_DOCUMENT SECTION_
Good news! Microbes don’t descend down with plastic particles into the deep sea

“The natural microbial community in deep waters is different from that at the ocean surface – almost two different worlds in a liquid space. Also, the amount of microbes per litre of ocean water in the deep sea is orders of magnitude lower than that at the surface,” says Annika Vaksmaa. “A thick rain of “alien” microbes drizzling from above with plastic shuttles could thus disturb the deep sea community.”

Elevator

In the subtropical gyres, the concentration of floating plastic debris items is very high. Consequently, the amount of microbes on floating plastic particles is also very high in these regions. The gyres thus offer an excellent natural laboratory to investigate if sinking plastic particles are an elevator for microbes. Matthias Egger: “We wanted to test if plastic particles, once they are sinking down from the sea surface, also transport microbes vertically downwards towards the ocean’s interior.”

Matthias and Anika sampled plastic in the North Pacific subtropical gyre (also referred to as the Great Pacific Garbage Patch due to the high loads of plastic floating in these offshore waters). They did this by trawling the surface and deeper water layers with a fine meshed net. They analysing the collected particles by extracting DNA from the biofilms which covers the tiny plastic particles. After sequencing the DNA they could identify which microbial communities live on each plastic particle.

_RECORDED DATA_
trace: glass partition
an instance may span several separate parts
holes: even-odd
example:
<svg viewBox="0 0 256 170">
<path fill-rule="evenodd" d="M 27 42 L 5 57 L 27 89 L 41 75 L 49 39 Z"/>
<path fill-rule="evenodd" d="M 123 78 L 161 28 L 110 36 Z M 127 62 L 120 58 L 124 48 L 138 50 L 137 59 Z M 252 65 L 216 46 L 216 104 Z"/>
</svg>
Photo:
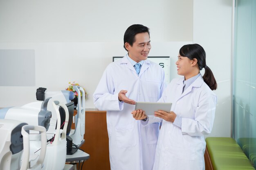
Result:
<svg viewBox="0 0 256 170">
<path fill-rule="evenodd" d="M 256 167 L 256 0 L 235 9 L 233 137 Z"/>
</svg>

_ABOUT THIS TASK_
Write the next part of the article about microbes on sinking plastic in the deep sea, starting after its last sentence.

_RESPONSE_
“Indeed, we found that plastic functions as an elevator in the water column. But the passengers (the microbes), enter and depart the elevator rather quickly,” says Vaksmaa. “DNA sequencing showed that the microbial communities on floating plastic particles are different from those in deeper water layers.” The researchers concluded that, while sinking, the microbes apparently detach from the plastic and other microbes, from the surrounding water, attach to the free spaces on the plastic. Vaksmaa: “I was surprised how clear the results were that the reach of the ‘vertical plastic shuttle’ already stops at a few meters below the surface.”

Plastic Soup

In addition, the researchers found that a substantial part of the microbes on plastic surfaces were so-called hydrocarbon degraders. As the name implies, these bacteria are known to break down hydrocarbons such as oil and possibly plastics too. “This is not the first time that we find hydrocarbon degraders on plastics,” says Vaksmaa. “Also in my previous study on plastic colonizers in the Mediterranean Sea, I found a lot of these organisms. This raises the question if these hydrocarbon degraders in fact do eat or degrade plastic in the ocean.”

This study does not offer a solution for the global plastic pollution and the changes it has on the  biodiversity in the ocean. This study has been a collaborative project. Vaksmaa: "I am very glad to work with Matthias from The Ocean Cleanup, as such large expeditions to remote locations need facilities and great collaborators. Only together such expeditions can be carried out. I know Matthias since we did our PhDs at different universities. It is important to realize that in science-it is not one woman’s/man’s business, but a team effort.”

What’s next?

This study is part of a larger ERC funded project led by Helge Niemann at NIOZ that aims to unravel which types of microbes life on plastic and in how far ocean plastic serves as a  food source for microbes. ‘We investigate the fate of plastic in the sea and the ocean’s self-cleaning power. I.e. we want to know if and how fast marine microbes can eventually break down plastic debris" says Niemann.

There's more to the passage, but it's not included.